> [To do]
Turn every line of the rows below into a Markdown table with the columns No and Text, putting a running line number under No and the line itself under Text. Leave out blank lines.

::::

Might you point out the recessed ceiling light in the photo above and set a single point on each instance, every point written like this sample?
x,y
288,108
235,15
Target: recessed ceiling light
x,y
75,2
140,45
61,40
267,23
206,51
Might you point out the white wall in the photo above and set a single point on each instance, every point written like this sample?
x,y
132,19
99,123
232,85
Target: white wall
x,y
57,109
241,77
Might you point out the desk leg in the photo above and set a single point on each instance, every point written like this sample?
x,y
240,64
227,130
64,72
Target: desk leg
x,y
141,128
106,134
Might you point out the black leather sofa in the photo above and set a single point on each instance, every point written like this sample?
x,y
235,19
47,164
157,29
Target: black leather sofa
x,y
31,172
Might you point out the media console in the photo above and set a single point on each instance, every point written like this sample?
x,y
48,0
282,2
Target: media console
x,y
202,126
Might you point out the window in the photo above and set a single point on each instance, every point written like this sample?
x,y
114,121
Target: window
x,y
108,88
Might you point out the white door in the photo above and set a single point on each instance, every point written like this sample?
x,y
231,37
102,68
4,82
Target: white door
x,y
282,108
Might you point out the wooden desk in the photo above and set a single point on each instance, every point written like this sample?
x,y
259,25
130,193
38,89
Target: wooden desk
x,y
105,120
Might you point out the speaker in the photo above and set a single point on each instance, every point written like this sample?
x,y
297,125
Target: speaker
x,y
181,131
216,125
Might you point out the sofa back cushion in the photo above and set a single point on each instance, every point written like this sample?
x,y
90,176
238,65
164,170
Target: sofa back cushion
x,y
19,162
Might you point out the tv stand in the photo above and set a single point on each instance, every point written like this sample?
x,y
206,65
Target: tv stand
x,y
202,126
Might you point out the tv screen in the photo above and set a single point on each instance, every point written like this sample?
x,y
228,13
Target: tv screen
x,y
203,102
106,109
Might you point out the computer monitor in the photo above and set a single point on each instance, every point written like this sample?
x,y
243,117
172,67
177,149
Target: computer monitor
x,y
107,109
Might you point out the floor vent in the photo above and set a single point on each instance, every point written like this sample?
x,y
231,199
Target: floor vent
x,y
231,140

::::

> [Exercise result]
| No | Text |
|---|---|
| 1 | Might you point out the recessed ceiling light in the photo above and set a single point on each instance, every point written like this sample? |
| 2 | x,y |
| 3 | 288,108 |
| 4 | 235,15 |
| 5 | Target: recessed ceiling light |
| 6 | x,y |
| 7 | 75,2 |
| 8 | 140,45 |
| 9 | 61,40 |
| 10 | 267,23 |
| 11 | 206,51 |
| 12 | Might you point out the white wall in the photo above and set a single point on each instance, every point written like this sample? |
| 13 | x,y |
| 14 | 132,19 |
| 15 | 99,123 |
| 16 | 232,85 |
| 17 | Target: white wall |
| 18 | x,y |
| 19 | 57,109 |
| 20 | 241,77 |
| 21 | Might you point out the desk leg in the photo above and set a single point on each instance, every point written like this sample? |
| 22 | x,y |
| 23 | 240,64 |
| 24 | 227,130 |
| 25 | 64,72 |
| 26 | Target: desk leg |
| 27 | x,y |
| 28 | 141,128 |
| 29 | 106,134 |
| 30 | Might you point out the black leather sofa in the photo above and set a single point on each instance, every point written like this sample? |
| 31 | x,y |
| 32 | 235,19 |
| 33 | 47,164 |
| 34 | 157,29 |
| 35 | Target: black leather sofa |
| 36 | x,y |
| 37 | 31,172 |
| 38 | Might you point out the media console in the photo above and set a single point on each instance, every point written like this sample? |
| 39 | x,y |
| 40 | 48,0 |
| 41 | 282,2 |
| 42 | Target: media console |
| 43 | x,y |
| 44 | 202,126 |
| 45 | Might you point out the window in the photo above and set a single point on each instance, every point written like this sample? |
| 46 | x,y |
| 47 | 114,121 |
| 48 | Target: window |
| 49 | x,y |
| 50 | 108,88 |
| 51 | Might you point out the white door in the photo above and set a single point on each instance, every point written like this sample? |
| 52 | x,y |
| 53 | 231,37 |
| 54 | 102,68 |
| 55 | 4,82 |
| 56 | Target: white door |
| 57 | x,y |
| 58 | 282,108 |
| 59 | Might you point out the wooden desk in the photo above and set a single point on each instance, every point written like this sample? |
| 60 | x,y |
| 61 | 259,25 |
| 62 | 130,193 |
| 63 | 38,89 |
| 64 | Target: wooden desk |
| 65 | x,y |
| 66 | 105,120 |
| 67 | Might you point out the speaker in the photo above and set a single point on each instance, every point written like this sample? |
| 68 | x,y |
| 69 | 297,125 |
| 70 | Target: speaker |
| 71 | x,y |
| 72 | 181,131 |
| 73 | 216,125 |
| 74 | Might you point out the sofa back cushion in the photo above and set a single point on each instance, every point written like this sample? |
| 75 | x,y |
| 76 | 90,176 |
| 77 | 238,65 |
| 78 | 164,170 |
| 79 | Target: sofa back cushion |
| 80 | x,y |
| 81 | 19,162 |
| 82 | Might you point out the tv stand in the photo above and set a single point on each instance, every point written like this sample? |
| 83 | x,y |
| 84 | 206,65 |
| 85 | Target: tv stand |
| 86 | x,y |
| 87 | 202,126 |
| 88 | Might you point out the tv screen in the photo above and set a single point on each instance, every point written like this sample? |
| 89 | x,y |
| 90 | 228,13 |
| 91 | Target: tv screen |
| 92 | x,y |
| 93 | 203,102 |
| 94 | 106,109 |
| 95 | Might you point out the computer monitor in the photo above and set a single point on each instance, every point written like this sample? |
| 96 | x,y |
| 97 | 243,117 |
| 98 | 172,67 |
| 99 | 177,149 |
| 100 | Target: computer monitor |
| 101 | x,y |
| 102 | 107,109 |
| 103 | Might you point out the floor vent in the photo above and set a single point on each instance, every point written like this sample? |
| 104 | x,y |
| 105 | 231,199 |
| 106 | Target: floor vent |
| 107 | x,y |
| 108 | 231,140 |